In particolare, una terapia molto efficace sembra essere la mind-body connection therapy (Bernorio, 2011) di tipo comportamentale.

Il vaginismo ha un impatto molto grave sulla vita della donna. Infatti, questo tipo di risposta fobica impedisce quasi del tutto di avere rapporti intimi, il che può provocare depressione, ansia o favorire altre forme di fobie correlate alla sessualità.

Molte di queste donne rinunciano completamente alla maternità, spesso tanto desiderata, e porta in alcuni casi al ritiro sociale (molte donne rinunciano completamente anche ad appuntamenti con uomini perché sanno che non potranno mai portare avanti un’eventuale relazione) e ad un abuso di farmaci.

Ovviamente, qualora la donna abbia una relazione stabile, questa problematica porta a una crisi della coppia, a discussioni ripetitive che di solito, se non si interviene, continuano come una spirale infinita.

Molte volte capita che i partner, esasperati da una vita sessuale che non esiste, abbiano relazioni con altre donne il che non fa altro che peggiorare la depressione e alimentare i sensi di colpa della donna vaginismica.

La fobia e il dolore compromettono anche la vita quotidiana: si pensi alle visite ginecologiche di routine, all’utilizzo di assorbenti interni e ad un più generale senso di anormalità nei confronti delle altre donne.

La storia di Gabriella ci aiuta a comprendere meglio la dimensione emotivo-esperienziale di questa problematica:

Col passare degli anni la situazione invece di migliorare peggiorava, ogni volta che provavamo a inserire il suo pene io finivo sempre per piangere in modo disperato, e così passavano mesi senza fare altri tentativi.

* * *

COMPITO 1: Quale terapia, secondo il brano sul vaginismo, sembra essere molto efficace?
COMPITO 2: Prosegui il brano sul vaginismo a partire dalla sua ultima frase.
I dati non hanno alcun ruolo in questo lavoro.

DATI ARCHIVIATI:
* * *

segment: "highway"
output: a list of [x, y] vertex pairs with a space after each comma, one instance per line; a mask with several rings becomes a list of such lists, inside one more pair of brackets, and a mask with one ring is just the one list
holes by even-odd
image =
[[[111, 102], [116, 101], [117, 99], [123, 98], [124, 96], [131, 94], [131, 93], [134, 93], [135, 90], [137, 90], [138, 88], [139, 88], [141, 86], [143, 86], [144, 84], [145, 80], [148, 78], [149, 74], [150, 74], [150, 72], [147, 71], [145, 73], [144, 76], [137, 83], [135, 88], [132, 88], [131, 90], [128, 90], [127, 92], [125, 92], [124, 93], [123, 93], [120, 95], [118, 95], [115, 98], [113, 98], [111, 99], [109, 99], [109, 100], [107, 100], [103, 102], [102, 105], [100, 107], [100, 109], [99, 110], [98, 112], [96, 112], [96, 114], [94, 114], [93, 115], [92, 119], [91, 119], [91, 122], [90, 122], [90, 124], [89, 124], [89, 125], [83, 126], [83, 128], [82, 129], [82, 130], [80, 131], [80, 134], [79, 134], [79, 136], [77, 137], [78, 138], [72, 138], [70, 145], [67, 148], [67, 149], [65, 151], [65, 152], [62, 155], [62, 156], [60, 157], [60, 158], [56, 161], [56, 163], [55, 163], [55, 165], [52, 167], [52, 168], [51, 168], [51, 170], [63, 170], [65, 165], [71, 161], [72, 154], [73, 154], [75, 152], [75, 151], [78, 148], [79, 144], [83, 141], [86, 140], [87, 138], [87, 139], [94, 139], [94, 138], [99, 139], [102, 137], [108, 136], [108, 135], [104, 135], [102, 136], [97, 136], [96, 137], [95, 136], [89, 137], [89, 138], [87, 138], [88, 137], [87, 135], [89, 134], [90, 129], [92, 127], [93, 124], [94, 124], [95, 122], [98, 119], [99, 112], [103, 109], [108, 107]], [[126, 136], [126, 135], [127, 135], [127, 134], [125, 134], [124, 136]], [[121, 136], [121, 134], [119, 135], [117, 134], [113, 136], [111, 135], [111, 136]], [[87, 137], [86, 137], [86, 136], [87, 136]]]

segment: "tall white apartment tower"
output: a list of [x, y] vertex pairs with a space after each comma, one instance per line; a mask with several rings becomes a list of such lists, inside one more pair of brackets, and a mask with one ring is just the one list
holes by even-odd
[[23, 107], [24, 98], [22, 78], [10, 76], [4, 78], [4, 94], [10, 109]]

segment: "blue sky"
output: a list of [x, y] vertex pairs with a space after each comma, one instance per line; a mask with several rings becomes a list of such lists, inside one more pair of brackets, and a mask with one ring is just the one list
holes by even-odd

* * *

SPAZIO RISPOSTA 1: La mind-body connection therapy di tipo comportamentale.

SPAZIO RISPOSTA 2:
È stato un calvario: ho iniziato a sentirmi in colpa nei suoi confronti, ma soprattutto mi sentivo sbagliata, anormale, incapace di fare una cosa che tutti considerano naturale. Per anni mi sono rinchiusa in me stessa rimuginando pensieri negativi e scoraggiandomi sempre di più, anche perché non sapevo a chi rivolgermi, non avevo mai fatto una visita ginecologica ed ero terrorizzata all’idea di dover parlare del mio problema, considerando anche che non sapevo cosa dire, mi vergognavo molto.”

Molto interessante è anche la testimonianza di Marzia: “Dal mio corpo escludevo l’organo sessuale, era come se non ci fosse. Non riuscivo a guardarlo, a toccarlo e la sola idea della penetrazione, anche solo di un mio dito, mi terrorizzava.

Mi rendevo conto che qualcosa non andava, ma per vergogna non lo raccontavo a nessuno. Convivevo con questa difficoltà sperando che si risolvesse da sola ma mi resi conto che non poteva essere così quando mi sottoposi alla mia prima visita ginecologica.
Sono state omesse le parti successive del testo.